Data for processing>
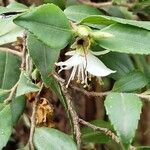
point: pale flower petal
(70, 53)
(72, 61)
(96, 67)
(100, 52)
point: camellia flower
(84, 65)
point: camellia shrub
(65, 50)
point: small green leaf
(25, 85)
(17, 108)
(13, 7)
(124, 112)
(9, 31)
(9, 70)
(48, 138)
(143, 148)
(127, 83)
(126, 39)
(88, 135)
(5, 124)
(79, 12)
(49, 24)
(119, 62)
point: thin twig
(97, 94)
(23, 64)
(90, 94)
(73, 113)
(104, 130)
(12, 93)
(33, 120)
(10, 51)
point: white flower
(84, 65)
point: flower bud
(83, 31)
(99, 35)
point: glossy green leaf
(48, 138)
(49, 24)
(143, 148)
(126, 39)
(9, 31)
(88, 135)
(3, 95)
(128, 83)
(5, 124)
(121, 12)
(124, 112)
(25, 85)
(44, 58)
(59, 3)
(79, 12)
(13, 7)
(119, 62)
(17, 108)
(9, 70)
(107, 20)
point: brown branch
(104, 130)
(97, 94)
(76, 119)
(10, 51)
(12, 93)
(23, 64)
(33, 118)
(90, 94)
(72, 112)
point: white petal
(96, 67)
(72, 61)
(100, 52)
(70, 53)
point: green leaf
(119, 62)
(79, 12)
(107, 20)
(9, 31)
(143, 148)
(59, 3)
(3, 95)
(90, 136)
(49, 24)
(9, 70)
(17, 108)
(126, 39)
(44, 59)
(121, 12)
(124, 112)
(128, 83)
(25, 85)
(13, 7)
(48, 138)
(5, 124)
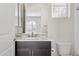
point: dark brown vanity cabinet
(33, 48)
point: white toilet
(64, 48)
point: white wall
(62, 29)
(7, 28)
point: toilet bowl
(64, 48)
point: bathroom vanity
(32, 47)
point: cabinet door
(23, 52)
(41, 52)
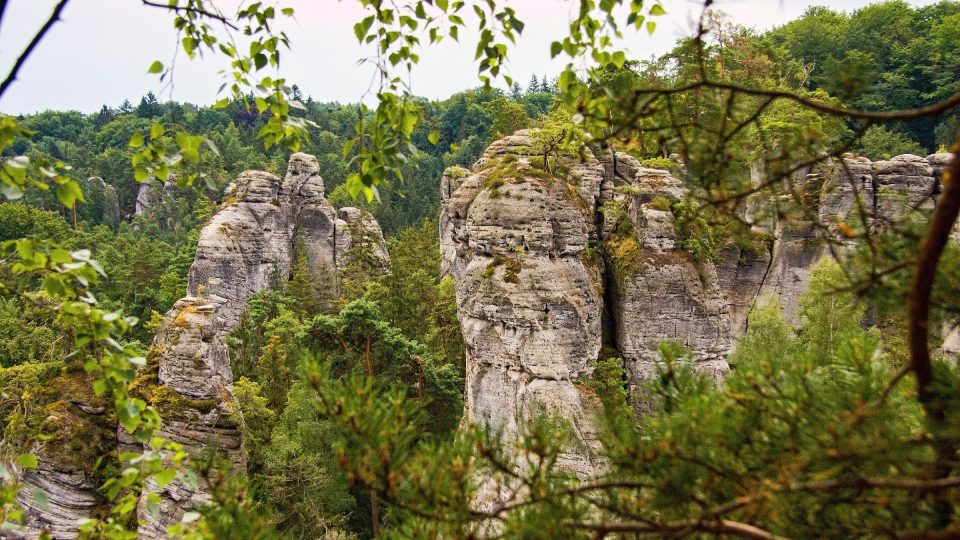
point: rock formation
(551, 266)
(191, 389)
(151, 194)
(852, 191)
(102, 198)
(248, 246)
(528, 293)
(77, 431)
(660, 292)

Exercise prompt> Rewrite every line from the one containing "point: bathroom vanity" through the final line of the records, keeping the point lines unchanged. Multiply each coordinate by 0.7 and round to a whole number (halves round up), and omit the picture lines.

Written answer>
point: bathroom vanity
(22, 33)
point: cabinet door
(16, 36)
(29, 36)
point: rock formation
(386, 186)
(134, 272)
(106, 136)
(596, 134)
(71, 139)
(174, 172)
(370, 205)
(54, 302)
(462, 204)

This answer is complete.